═══ RECORDS SUPPLIED ═══

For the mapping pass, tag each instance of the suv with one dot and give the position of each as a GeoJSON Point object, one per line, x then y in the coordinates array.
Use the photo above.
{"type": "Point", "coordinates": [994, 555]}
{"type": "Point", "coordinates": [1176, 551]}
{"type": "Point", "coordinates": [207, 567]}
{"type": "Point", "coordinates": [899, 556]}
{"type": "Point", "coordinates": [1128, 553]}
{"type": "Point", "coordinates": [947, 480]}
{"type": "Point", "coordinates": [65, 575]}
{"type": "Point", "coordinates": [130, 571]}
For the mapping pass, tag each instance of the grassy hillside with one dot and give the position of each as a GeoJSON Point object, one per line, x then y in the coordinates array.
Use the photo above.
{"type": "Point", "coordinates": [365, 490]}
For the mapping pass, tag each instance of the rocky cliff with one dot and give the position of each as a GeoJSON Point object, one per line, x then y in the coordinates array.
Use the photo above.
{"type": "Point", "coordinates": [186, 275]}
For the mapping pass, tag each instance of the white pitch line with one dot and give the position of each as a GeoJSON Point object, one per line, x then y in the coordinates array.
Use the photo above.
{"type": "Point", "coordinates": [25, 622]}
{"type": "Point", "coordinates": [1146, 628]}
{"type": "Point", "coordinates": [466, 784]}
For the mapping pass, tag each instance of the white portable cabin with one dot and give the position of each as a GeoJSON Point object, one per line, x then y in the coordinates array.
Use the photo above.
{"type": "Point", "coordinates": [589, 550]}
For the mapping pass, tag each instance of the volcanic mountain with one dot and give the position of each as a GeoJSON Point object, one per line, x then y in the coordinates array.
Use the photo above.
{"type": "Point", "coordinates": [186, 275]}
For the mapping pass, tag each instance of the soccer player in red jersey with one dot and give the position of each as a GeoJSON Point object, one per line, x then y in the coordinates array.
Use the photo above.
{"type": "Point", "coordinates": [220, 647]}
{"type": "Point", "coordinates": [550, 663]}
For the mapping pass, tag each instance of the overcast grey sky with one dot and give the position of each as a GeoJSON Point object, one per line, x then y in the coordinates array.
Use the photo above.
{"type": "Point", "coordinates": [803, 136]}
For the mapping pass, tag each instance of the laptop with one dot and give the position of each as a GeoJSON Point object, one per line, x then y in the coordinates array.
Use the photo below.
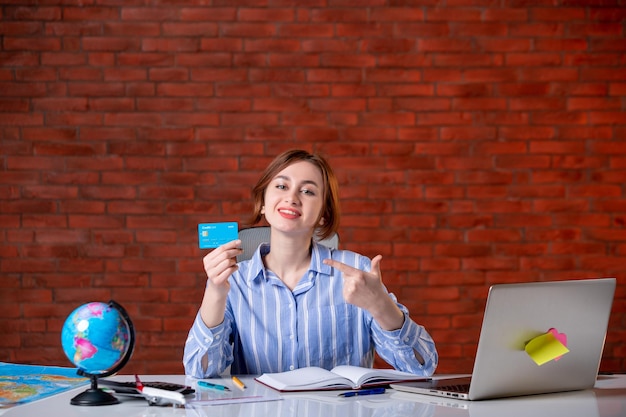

═══

* WHAT TO WORK ON *
Show me all lines in the records that contain "white".

* FINAL ANSWER *
For the mapping pass, tag each instance of the white pitch line with one dot and give the position of each as a GeoJSON Point object, one per line, x then y in the coordinates array.
For the mapping pass, tag each instance of the white portable cabin with one dot and give the position of each as a GeoJSON Point object, one per line, x then y in the coordinates array.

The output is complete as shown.